**SET TASK**
Copy out all of the data exactly as it appears.

=== DATASET ENTRIES ===

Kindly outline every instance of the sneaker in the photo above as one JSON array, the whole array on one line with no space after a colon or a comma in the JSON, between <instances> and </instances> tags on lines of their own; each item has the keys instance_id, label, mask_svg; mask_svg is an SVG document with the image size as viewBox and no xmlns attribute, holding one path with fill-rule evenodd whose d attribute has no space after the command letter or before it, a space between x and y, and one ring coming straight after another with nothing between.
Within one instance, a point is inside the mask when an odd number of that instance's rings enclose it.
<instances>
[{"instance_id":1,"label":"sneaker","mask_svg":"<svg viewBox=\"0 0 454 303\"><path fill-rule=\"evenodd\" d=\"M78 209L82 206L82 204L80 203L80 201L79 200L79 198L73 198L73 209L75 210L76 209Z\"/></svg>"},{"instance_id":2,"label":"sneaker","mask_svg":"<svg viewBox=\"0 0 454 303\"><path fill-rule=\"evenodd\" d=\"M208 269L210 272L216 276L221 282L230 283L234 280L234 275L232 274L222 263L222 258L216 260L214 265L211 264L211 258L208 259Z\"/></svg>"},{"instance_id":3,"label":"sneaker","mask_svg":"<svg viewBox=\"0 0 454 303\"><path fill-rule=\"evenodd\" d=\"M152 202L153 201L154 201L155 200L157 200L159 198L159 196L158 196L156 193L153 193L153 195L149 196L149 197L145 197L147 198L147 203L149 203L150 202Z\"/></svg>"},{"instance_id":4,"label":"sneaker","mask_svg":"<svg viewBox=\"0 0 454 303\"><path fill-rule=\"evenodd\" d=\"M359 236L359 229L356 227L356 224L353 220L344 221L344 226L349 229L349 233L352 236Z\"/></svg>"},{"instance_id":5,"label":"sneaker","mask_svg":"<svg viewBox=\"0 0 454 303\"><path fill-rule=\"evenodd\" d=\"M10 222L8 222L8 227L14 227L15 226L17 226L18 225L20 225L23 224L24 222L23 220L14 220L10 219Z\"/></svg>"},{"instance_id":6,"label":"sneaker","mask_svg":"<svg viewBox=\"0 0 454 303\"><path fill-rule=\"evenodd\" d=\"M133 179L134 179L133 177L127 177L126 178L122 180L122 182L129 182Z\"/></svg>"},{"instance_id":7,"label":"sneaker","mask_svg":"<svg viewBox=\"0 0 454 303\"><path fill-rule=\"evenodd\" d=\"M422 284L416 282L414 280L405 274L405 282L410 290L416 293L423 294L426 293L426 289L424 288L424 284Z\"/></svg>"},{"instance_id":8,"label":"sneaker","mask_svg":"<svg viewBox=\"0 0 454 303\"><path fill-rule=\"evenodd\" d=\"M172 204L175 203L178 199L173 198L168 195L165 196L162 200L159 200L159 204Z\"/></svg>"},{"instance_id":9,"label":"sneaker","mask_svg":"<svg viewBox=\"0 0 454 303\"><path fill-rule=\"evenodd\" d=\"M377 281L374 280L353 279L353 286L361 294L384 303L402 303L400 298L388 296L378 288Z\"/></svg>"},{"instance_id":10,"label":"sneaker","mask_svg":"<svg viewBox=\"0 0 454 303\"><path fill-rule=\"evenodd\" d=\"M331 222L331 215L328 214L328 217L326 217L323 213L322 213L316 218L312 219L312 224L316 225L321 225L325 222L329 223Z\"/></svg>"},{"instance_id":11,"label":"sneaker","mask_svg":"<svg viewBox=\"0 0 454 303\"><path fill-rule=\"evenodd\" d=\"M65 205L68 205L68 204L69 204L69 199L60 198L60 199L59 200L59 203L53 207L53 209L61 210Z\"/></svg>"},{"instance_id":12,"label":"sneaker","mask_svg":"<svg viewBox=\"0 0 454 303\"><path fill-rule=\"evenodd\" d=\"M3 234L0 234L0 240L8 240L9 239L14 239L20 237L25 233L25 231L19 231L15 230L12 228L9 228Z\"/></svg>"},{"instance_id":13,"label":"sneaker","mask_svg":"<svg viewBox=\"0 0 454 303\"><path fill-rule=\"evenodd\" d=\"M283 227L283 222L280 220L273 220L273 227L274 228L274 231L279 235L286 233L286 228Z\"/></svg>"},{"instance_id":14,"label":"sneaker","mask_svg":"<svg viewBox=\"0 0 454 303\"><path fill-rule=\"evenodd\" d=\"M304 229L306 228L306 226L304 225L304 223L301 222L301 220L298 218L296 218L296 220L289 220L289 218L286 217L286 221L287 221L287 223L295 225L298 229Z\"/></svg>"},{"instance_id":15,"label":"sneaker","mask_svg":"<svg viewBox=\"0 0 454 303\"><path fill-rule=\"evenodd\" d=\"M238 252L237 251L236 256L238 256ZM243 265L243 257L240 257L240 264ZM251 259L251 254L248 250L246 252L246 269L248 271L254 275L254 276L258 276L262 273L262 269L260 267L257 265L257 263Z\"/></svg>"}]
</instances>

===

**TASK ANSWER**
Kindly outline every instance of the sneaker in the photo above as one JSON array, the whole array on one line with no space after a colon or a comma in the JSON, between <instances> and </instances> tags on lines of their own; each item has the keys instance_id, label, mask_svg; mask_svg is an SVG document with the image size as viewBox and no xmlns attribute, holding one path with fill-rule evenodd whose d attribute has no space after the command letter or before it, a space between x and y, and one ring coming straight after another with nothing between.
Within one instance, a point is inside the mask when an odd number of that instance's rings enclose it.
<instances>
[{"instance_id":1,"label":"sneaker","mask_svg":"<svg viewBox=\"0 0 454 303\"><path fill-rule=\"evenodd\" d=\"M78 209L82 206L82 204L80 203L80 201L79 200L79 198L73 198L73 209L75 210L76 209Z\"/></svg>"},{"instance_id":2,"label":"sneaker","mask_svg":"<svg viewBox=\"0 0 454 303\"><path fill-rule=\"evenodd\" d=\"M208 269L210 272L216 276L221 282L230 283L234 280L234 275L232 274L222 263L222 258L216 260L214 265L211 264L211 258L208 259Z\"/></svg>"},{"instance_id":3,"label":"sneaker","mask_svg":"<svg viewBox=\"0 0 454 303\"><path fill-rule=\"evenodd\" d=\"M152 202L153 201L154 201L155 200L157 200L159 198L159 196L158 196L156 193L153 193L153 195L149 196L149 197L145 197L147 198L147 203L149 203L150 202Z\"/></svg>"},{"instance_id":4,"label":"sneaker","mask_svg":"<svg viewBox=\"0 0 454 303\"><path fill-rule=\"evenodd\" d=\"M359 236L359 229L356 227L356 224L353 220L344 221L344 226L349 229L349 233L352 236Z\"/></svg>"},{"instance_id":5,"label":"sneaker","mask_svg":"<svg viewBox=\"0 0 454 303\"><path fill-rule=\"evenodd\" d=\"M10 222L8 222L8 227L14 227L15 226L17 226L18 225L20 225L23 224L24 222L23 220L14 220L10 219Z\"/></svg>"},{"instance_id":6,"label":"sneaker","mask_svg":"<svg viewBox=\"0 0 454 303\"><path fill-rule=\"evenodd\" d=\"M133 179L134 179L133 177L127 177L126 178L122 180L122 182L129 182Z\"/></svg>"},{"instance_id":7,"label":"sneaker","mask_svg":"<svg viewBox=\"0 0 454 303\"><path fill-rule=\"evenodd\" d=\"M422 284L416 282L414 280L405 274L405 282L410 290L416 293L423 294L426 293L426 289L424 288L424 284Z\"/></svg>"},{"instance_id":8,"label":"sneaker","mask_svg":"<svg viewBox=\"0 0 454 303\"><path fill-rule=\"evenodd\" d=\"M172 204L175 203L178 199L173 198L168 195L165 196L162 200L159 200L159 204Z\"/></svg>"},{"instance_id":9,"label":"sneaker","mask_svg":"<svg viewBox=\"0 0 454 303\"><path fill-rule=\"evenodd\" d=\"M377 281L374 280L353 279L353 286L361 294L384 303L402 303L400 298L388 296L378 288Z\"/></svg>"},{"instance_id":10,"label":"sneaker","mask_svg":"<svg viewBox=\"0 0 454 303\"><path fill-rule=\"evenodd\" d=\"M331 222L331 215L328 214L328 217L326 217L323 213L322 213L316 218L312 219L312 224L316 225L321 225L325 222L329 223Z\"/></svg>"},{"instance_id":11,"label":"sneaker","mask_svg":"<svg viewBox=\"0 0 454 303\"><path fill-rule=\"evenodd\" d=\"M65 205L68 205L68 204L69 204L69 199L60 198L60 199L59 200L59 203L53 207L53 209L61 210Z\"/></svg>"},{"instance_id":12,"label":"sneaker","mask_svg":"<svg viewBox=\"0 0 454 303\"><path fill-rule=\"evenodd\" d=\"M3 234L0 234L0 240L8 240L9 239L14 239L20 237L25 233L25 231L19 231L15 230L12 228L9 228Z\"/></svg>"},{"instance_id":13,"label":"sneaker","mask_svg":"<svg viewBox=\"0 0 454 303\"><path fill-rule=\"evenodd\" d=\"M283 227L283 222L280 220L273 220L273 227L274 228L274 231L279 235L286 233L286 228Z\"/></svg>"},{"instance_id":14,"label":"sneaker","mask_svg":"<svg viewBox=\"0 0 454 303\"><path fill-rule=\"evenodd\" d=\"M304 229L306 228L306 226L304 225L304 223L301 222L301 220L298 218L296 218L296 220L289 220L289 218L286 217L286 221L287 221L287 223L295 225L298 229Z\"/></svg>"},{"instance_id":15,"label":"sneaker","mask_svg":"<svg viewBox=\"0 0 454 303\"><path fill-rule=\"evenodd\" d=\"M238 252L237 251L236 256L238 256ZM243 265L243 257L240 257L240 264ZM251 259L251 254L248 250L246 252L246 269L248 271L254 275L254 276L258 276L262 273L262 269L260 267L257 265L257 263Z\"/></svg>"}]
</instances>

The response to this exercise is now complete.